Happy, No Matter What

June 29, 2012 6:00 PM by

When her marriage ended and life as she knew it changed in every possible way, Elsa Febiola Aryanti decided that, together with Allah, she would take charge again and be like water – resilient and unbreakable.

Water inspires me with its calming effect, quiet force and the many shapes it can take. It can be contained, but only according to its own rules. Attempting to control water in a way that is against its nature will not meet with success, as water will always find its way back to its natural state. The way continuously dripping water can cause breakage in a stone over time is a source of amazement to me, as does its patience and persistence; the inherent strength behind its flexible and yielding character.

It was eight years ago when my life appeared to have come to a standstill. I was unemployed with little to do but sending out job applications and waiting to be contacted by potential employers.

I was also newly divorced after eight years of marriage, at the age of 30.

It was quite an awkward time for me, adjusting to a new situation, moving to a new city and trying to start a new life. Before that, I was used to doing so many things in a day. My life was pretty much defined by meeting my husband’s needs, taking care of the household and committing myself to school. I juggled being a wife, graduate student and volunteer while I took care of the household abroad, away from my home country.

****************************************

_What the exercise asks_.
Please answer these questions about the essay on starting over after divorce, numbering each answer to match:
1. In the opening paragraph, what does Elsa Febiola Aryanti decide to be like?
2. At what age was the writer newly divorced?
3. Which three roles did the writer juggle while taking care of the household abroad?
The saved entries are separate material and have no connection to the essay.

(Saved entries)
****************************************

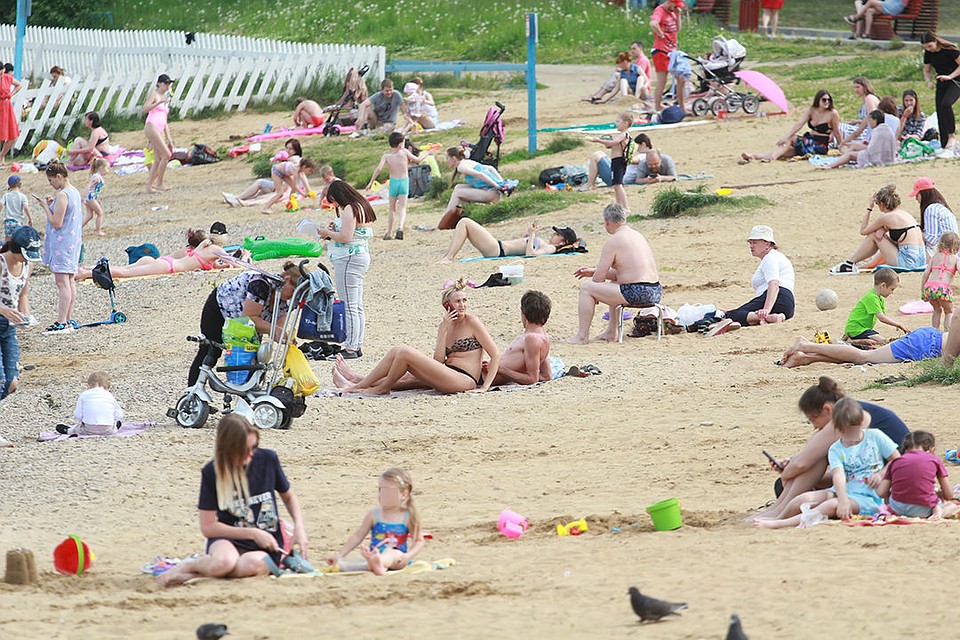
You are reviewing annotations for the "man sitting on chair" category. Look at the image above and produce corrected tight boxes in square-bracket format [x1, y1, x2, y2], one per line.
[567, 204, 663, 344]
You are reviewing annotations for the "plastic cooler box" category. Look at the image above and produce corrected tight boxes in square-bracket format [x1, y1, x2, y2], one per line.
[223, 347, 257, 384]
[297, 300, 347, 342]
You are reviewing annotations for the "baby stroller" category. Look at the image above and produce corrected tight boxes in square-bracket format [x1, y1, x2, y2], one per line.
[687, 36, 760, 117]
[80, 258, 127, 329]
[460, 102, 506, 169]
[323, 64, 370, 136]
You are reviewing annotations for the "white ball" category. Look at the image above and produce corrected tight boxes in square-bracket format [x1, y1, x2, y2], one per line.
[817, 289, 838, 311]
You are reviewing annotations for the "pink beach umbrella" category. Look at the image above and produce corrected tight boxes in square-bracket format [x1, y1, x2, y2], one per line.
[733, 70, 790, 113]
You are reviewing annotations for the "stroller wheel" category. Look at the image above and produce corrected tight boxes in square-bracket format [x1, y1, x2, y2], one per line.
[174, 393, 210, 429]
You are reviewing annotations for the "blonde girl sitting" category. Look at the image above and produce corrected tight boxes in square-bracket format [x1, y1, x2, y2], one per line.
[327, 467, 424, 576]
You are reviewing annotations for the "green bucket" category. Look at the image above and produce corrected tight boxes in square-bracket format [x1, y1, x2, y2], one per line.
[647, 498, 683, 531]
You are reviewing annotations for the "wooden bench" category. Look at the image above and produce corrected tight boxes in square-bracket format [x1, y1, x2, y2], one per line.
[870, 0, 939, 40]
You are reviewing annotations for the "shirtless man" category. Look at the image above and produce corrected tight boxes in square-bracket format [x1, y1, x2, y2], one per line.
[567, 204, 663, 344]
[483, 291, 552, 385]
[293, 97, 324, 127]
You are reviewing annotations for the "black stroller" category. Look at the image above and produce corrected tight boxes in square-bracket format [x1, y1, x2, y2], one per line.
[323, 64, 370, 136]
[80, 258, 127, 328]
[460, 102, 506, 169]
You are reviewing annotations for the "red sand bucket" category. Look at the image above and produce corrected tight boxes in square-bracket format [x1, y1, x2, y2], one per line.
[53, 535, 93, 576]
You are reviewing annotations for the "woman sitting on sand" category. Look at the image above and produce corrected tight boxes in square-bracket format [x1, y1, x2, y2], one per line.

****************************************

_Response to this task_.
1. Water: resilient and unbreakable.
2. 30.
3. Wife, graduate student and volunteer.